### [What is required]
Render the records as a Markdown table with the columns "Row" and "Line", starting at the line that contains "I'd appreciate your help finding the pink shirt" and ending at the line that contains "[202,359,228,385]", with both of those lines included and blank lines left out.

[A block of data]
+===+
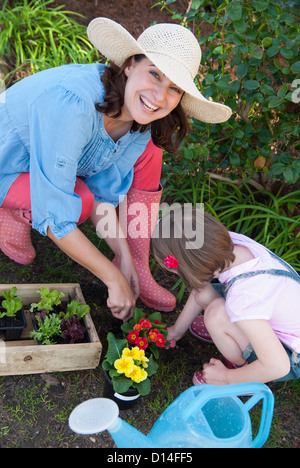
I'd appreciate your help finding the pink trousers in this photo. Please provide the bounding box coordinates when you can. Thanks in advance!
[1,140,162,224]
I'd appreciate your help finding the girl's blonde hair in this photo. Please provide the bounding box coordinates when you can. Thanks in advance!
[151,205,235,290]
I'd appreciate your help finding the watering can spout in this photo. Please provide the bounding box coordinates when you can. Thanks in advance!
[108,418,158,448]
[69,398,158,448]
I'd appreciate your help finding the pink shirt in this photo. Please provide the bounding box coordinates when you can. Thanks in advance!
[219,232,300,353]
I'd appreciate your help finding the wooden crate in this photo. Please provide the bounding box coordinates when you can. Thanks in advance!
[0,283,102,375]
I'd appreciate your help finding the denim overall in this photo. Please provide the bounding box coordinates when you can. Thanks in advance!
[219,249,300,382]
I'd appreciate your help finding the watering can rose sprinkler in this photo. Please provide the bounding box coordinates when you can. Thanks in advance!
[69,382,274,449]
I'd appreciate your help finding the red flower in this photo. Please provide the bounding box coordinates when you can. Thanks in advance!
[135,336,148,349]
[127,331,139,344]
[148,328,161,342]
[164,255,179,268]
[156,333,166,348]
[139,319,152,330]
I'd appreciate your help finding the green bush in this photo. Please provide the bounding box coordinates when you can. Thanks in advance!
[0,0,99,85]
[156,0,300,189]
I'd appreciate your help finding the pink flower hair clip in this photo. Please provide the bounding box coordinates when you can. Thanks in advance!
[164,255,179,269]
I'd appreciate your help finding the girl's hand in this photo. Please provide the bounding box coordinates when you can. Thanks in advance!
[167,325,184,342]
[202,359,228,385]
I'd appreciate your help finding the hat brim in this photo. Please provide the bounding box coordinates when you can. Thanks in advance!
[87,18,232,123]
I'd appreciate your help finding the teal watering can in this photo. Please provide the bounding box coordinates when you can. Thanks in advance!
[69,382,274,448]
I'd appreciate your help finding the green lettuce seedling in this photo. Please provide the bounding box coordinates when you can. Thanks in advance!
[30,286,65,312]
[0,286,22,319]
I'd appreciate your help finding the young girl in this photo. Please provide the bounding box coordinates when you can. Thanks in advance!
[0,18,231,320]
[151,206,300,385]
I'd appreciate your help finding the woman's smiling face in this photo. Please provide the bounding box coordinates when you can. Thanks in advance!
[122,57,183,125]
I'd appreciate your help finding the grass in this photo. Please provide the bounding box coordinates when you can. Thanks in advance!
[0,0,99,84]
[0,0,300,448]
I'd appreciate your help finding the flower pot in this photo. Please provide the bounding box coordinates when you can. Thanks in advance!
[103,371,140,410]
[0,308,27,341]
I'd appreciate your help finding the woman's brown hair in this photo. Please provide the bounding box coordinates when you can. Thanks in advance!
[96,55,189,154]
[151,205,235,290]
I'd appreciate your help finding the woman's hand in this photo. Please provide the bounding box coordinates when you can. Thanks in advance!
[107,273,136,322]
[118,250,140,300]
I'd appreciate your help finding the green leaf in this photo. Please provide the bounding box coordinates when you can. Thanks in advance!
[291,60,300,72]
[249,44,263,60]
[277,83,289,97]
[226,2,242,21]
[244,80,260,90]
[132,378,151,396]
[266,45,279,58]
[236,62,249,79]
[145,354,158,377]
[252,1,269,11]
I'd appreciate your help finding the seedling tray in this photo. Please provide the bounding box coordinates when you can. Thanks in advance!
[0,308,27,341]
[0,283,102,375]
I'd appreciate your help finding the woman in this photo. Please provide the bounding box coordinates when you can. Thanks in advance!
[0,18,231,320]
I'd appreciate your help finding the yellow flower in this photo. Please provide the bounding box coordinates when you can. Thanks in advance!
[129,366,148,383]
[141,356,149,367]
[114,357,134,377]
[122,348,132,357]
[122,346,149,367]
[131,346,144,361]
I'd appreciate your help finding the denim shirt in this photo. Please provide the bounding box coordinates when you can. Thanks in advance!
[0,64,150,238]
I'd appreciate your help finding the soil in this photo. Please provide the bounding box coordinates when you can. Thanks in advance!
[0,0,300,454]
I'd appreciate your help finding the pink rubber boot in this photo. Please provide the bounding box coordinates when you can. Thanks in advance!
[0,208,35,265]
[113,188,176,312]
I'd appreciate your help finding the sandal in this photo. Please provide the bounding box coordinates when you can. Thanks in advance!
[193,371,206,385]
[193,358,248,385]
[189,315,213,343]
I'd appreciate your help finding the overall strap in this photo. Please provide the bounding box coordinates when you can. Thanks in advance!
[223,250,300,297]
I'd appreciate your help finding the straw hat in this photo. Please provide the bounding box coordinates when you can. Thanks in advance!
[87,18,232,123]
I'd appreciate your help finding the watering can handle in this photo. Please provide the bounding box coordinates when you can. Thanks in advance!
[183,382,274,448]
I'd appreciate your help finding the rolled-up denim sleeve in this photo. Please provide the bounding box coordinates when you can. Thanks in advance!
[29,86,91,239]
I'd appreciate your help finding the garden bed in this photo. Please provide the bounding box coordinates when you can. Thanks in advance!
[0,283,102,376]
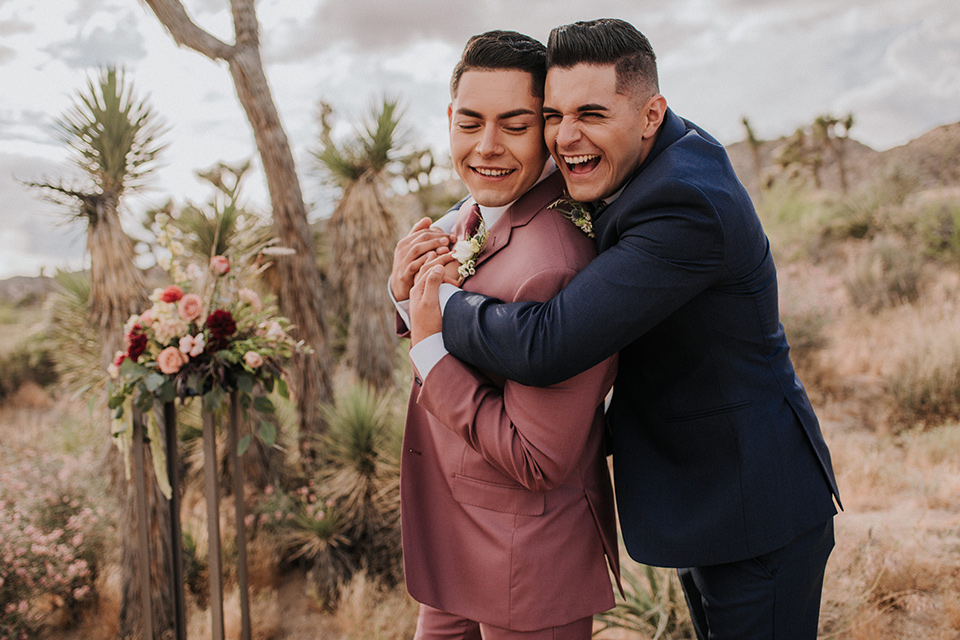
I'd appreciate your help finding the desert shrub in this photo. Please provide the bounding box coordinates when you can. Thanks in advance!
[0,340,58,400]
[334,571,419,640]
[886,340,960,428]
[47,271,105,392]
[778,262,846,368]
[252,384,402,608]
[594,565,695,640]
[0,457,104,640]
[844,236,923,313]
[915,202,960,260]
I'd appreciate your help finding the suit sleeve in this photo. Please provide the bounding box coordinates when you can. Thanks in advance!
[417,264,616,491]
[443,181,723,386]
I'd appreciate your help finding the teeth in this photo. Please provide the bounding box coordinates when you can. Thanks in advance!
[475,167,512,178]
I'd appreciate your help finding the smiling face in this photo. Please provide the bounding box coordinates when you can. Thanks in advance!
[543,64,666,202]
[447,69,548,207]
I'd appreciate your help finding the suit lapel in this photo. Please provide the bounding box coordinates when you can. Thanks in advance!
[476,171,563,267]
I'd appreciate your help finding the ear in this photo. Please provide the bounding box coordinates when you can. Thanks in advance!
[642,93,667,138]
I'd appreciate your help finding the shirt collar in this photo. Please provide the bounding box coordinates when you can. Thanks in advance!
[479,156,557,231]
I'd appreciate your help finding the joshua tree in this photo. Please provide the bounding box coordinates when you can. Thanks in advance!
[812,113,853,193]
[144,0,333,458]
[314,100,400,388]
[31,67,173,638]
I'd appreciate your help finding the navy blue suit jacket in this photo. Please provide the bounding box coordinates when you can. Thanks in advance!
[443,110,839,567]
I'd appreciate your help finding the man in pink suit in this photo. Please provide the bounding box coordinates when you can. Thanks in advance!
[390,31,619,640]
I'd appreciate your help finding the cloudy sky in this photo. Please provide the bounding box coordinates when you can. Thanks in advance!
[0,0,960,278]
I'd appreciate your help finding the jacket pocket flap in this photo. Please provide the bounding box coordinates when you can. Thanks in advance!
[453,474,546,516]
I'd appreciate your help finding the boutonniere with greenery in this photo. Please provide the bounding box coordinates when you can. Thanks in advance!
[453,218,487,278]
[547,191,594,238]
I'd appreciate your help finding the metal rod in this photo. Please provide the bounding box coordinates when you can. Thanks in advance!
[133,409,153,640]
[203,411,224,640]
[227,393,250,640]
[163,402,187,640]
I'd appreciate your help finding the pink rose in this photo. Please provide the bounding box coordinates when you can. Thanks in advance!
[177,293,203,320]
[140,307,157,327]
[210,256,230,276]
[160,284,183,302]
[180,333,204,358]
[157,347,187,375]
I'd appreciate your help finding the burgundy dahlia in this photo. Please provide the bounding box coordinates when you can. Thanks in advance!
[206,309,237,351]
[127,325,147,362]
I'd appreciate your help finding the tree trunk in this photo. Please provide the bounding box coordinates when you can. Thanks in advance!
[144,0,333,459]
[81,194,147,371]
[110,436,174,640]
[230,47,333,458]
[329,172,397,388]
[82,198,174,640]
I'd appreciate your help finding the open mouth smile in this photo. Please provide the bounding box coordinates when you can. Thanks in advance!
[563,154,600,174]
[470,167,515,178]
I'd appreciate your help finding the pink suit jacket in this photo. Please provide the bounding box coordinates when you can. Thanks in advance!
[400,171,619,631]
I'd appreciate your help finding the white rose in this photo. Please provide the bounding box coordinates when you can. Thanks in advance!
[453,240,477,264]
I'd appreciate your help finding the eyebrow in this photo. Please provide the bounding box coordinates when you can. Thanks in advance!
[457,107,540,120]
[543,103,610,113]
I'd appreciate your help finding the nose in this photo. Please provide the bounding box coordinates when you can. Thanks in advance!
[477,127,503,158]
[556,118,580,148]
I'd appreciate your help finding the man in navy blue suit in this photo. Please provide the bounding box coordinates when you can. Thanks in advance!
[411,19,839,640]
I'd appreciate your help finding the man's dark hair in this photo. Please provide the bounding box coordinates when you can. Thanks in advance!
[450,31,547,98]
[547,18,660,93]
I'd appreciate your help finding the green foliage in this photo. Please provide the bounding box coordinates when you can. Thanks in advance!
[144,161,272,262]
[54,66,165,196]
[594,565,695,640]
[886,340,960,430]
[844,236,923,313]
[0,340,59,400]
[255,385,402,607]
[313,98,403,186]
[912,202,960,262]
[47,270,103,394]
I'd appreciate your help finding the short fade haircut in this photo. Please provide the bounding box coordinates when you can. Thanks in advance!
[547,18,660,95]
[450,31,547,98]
+===+
### [Exercise answer]
| Row | Line |
|---|---|
| 1 | I'd appreciate your help finding the pink shirt in this photo. Please provide the bounding box coordinates when you can. Thanks in advance! |
| 2 | [219,232,300,353] |
| 3 | I'd appreciate your help finding the wooden crate in this photo. Please provide the bounding box coordinates when you can. Thanks in advance! |
| 4 | [0,283,102,375] |
| 5 | I'd appreciate your help finding the denim overall in this photo. Please provide the bounding box coordinates when you can. Thanks in advance! |
| 6 | [219,249,300,382] |
| 7 | I'd appreciate your help finding the watering can rose sprinkler in this photo. Please provide the bounding box coordinates when you can. Thanks in advance! |
| 8 | [69,382,274,449] |
| 9 | I'd appreciate your help finding the red flower in this photo. Please provide the bounding box coordinates when you can. Thanks in advance! |
| 10 | [135,336,148,349] |
| 11 | [127,331,139,344] |
| 12 | [148,328,161,342] |
| 13 | [164,255,179,268] |
| 14 | [156,333,166,348] |
| 15 | [139,319,152,330] |
| 16 | I'd appreciate your help finding the green bush in this photo. Please provide the bounding box coordinates when you can. Thanks in advance! |
| 17 | [0,0,99,85] |
| 18 | [156,0,300,189] |
| 19 | I'd appreciate your help finding the pink flower hair clip in this photo. Please provide the bounding box coordinates when you can. Thanks in advance! |
| 20 | [164,255,179,269] |
| 21 | I'd appreciate your help finding the girl's hand in this photo. Please provide the bounding box coordinates when you can. Thanks in advance! |
| 22 | [167,325,184,342] |
| 23 | [202,359,228,385] |